**Aim:**
Copy out each line of the records below that contains the word "bird".

[Begin Input material]

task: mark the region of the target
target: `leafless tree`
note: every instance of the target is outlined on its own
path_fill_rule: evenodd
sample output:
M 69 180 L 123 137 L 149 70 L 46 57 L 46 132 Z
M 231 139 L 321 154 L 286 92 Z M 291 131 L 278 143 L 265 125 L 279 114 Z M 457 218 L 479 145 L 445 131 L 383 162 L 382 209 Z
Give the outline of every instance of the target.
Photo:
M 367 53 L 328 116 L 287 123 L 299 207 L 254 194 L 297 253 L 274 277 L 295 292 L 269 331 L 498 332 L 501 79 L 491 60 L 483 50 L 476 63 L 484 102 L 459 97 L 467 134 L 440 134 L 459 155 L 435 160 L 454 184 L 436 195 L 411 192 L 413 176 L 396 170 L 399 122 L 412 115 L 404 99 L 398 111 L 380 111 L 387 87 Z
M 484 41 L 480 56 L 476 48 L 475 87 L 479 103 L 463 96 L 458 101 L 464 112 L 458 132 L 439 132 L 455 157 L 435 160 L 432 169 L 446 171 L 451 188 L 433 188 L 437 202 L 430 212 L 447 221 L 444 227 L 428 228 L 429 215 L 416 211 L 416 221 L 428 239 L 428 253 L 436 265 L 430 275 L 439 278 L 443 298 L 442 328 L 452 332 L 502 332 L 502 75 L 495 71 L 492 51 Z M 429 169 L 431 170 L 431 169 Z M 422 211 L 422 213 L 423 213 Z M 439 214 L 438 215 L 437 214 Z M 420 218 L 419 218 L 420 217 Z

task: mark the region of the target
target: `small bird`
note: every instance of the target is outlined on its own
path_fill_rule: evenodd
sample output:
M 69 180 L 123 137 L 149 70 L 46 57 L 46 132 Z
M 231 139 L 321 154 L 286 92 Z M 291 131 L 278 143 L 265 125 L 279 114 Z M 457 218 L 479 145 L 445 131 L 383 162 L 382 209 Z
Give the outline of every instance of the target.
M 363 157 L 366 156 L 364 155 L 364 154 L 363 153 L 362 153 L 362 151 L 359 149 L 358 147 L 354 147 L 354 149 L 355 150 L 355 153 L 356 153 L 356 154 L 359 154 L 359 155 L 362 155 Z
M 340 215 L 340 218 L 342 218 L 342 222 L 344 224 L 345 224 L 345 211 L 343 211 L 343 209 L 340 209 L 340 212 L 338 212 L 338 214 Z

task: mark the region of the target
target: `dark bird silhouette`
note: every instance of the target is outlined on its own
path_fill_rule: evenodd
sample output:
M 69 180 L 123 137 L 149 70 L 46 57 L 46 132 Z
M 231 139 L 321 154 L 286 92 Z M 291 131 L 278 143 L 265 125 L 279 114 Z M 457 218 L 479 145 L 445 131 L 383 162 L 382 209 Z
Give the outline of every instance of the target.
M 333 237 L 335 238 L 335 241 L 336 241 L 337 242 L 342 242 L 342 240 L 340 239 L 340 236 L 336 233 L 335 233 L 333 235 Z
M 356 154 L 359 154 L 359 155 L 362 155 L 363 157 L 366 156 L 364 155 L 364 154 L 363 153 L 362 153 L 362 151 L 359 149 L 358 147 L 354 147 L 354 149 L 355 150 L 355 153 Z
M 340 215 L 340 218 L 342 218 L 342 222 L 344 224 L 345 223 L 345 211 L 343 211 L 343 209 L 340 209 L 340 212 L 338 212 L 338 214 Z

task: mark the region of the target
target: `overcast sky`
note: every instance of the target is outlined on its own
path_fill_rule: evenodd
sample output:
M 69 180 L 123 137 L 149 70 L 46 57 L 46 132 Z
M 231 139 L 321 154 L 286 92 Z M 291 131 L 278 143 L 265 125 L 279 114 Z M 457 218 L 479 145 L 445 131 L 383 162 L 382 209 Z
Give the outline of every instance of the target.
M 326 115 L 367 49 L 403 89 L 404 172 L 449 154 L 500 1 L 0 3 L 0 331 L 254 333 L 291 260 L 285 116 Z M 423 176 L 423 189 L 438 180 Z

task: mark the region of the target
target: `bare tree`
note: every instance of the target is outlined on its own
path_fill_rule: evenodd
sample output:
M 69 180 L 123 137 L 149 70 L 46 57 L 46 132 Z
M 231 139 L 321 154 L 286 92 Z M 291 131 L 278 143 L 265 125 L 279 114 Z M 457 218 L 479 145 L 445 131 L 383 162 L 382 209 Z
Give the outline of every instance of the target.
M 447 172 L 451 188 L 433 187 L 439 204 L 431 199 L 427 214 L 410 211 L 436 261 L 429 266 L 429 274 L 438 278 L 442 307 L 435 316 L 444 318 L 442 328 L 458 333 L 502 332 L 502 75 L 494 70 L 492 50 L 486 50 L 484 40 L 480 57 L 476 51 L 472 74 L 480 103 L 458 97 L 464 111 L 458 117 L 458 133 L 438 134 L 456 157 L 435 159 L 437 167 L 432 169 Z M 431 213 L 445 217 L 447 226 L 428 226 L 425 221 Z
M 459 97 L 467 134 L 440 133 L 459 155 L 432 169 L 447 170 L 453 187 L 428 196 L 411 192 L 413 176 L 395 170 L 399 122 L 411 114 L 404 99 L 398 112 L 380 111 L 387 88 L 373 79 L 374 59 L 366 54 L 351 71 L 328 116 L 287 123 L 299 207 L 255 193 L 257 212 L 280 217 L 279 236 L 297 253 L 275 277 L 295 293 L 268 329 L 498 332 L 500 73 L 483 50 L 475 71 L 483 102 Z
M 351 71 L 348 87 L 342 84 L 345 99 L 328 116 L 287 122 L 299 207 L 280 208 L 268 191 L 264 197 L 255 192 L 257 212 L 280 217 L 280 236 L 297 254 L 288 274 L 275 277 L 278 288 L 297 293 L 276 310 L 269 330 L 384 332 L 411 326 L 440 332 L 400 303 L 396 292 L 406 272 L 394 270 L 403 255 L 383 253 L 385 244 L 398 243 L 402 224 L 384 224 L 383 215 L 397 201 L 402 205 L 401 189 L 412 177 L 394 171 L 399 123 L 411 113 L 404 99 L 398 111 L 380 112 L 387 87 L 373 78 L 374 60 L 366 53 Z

[End Input material]

**Response to this exercise:**
target: `small bird`
target: `dark bird silhouette`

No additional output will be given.